##### Pasaje seleccionado #####

Todo iba bien en la familia, hasta que el apellido vasco Amezúa empezó, a tomarse como un apodo despectivo en el pueblo para los descendientes de Koldo y de Máxima, algo que no gustaba precisamente a los afectados. En los 60, los Amezúa descubrieron que algunos de los descendientes sucesivos nacían con Rh negativo en la sangre, según les explicó un médico avezado, debido a la sangre vasca en la familia, lo que llevaba a ciertas complicaciones de supervivencia y salud en los recién nacidos. Había que renovarles la sangre. Varios bebés murieron por esta razón; el pueblo tomó este hecho como una maldición de los Amezúa.
La situación se enredó, todavía más, en los años de plomo, 1970-80 de la banda terrorista vasca ETA, sanguinaria y cruel como ninguna otra en la Historia, porque los jóvenes de nuestra familia que portaban el apellido vasco eran detenidos en sus vehículos por la Guardia Civil, cuando recorrían las carreteras del territorio de la Demanda; les pedían la documentación del vehículo y de ellos mismos, por el simple dato de tener apellido vasco. Mi primo Jose contaba como una metralleta de un guardia civil se metió por la ventanilla de su coche y le apuntaba la cara. Se les tomaba como posibles sospechosos de terroristas infiltrados en La Rioja, procedentes del país norteño de los nacionalistas recoge-nueces, aquellos que amparaban a los terroristas de fauces sangrientas y se beneficiaban sus muertes y fechorías. A veces mis jóvenes primos quedaban detenidos en el cuartelillo de la Guardia Civil, hasta la aclaración correspondiente.

##### Datos de origen #####

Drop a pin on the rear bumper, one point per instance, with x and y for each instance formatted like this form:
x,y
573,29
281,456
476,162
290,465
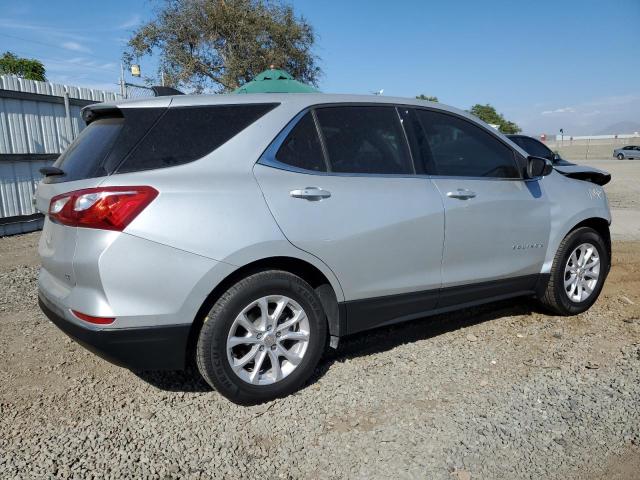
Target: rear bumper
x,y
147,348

#####
##### Datos de origen #####

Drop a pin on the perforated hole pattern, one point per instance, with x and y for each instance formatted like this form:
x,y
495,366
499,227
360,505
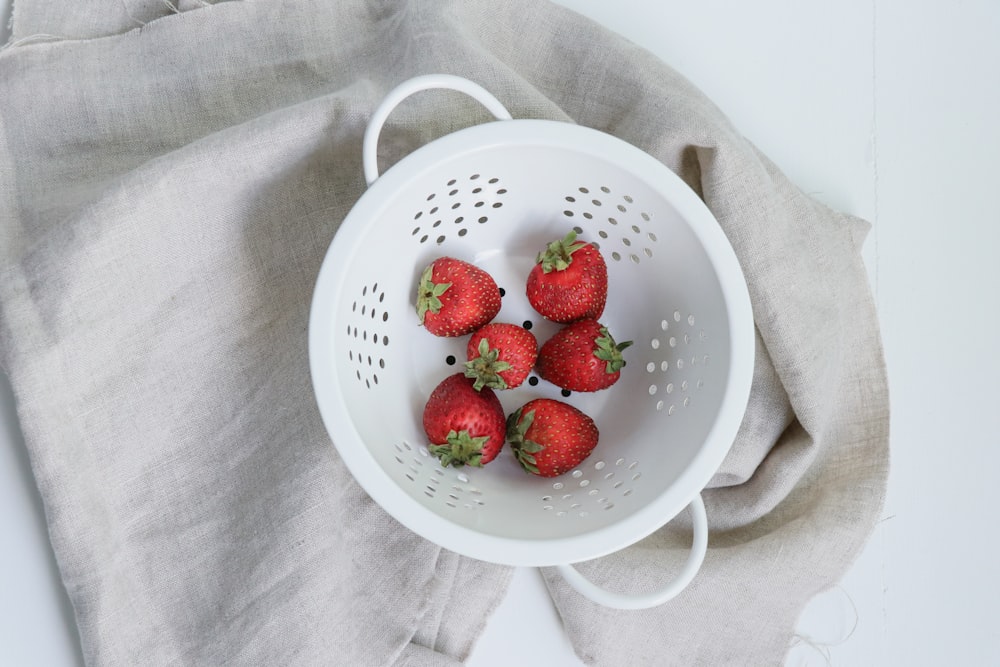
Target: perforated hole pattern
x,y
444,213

#####

[Tareas]:
1. Enumera todos los nombres de pila de personas que aparecen en el pasaje sobre el apellido Amezúa.
2. Reproduce del pasaje sobre el apellido Amezúa el fragmento que empieza en las palabras "Todo iba bien" y termina después de "de los Amezúa.".

[Respuestas numeradas]:
1. Koldo, Máxima, Jose

2.
Todo iba bien en la familia, hasta que el apellido vasco Amezúa empezó, a tomarse como un apodo despectivo en el pueblo para los descendientes de Koldo y de Máxima, algo que no gustaba precisamente a los afectados. En los 60, los Amezúa descubrieron que algunos de los descendientes sucesivos nacían con Rh negativo en la sangre, según les explicó un médico avezado, debido a la sangre vasca en la familia, lo que llevaba a ciertas complicaciones de supervivencia y salud en los recién nacidos. Había que renovarles la sangre. Varios bebés murieron por esta razón; el pueblo tomó este hecho como una maldición de los Amezúa.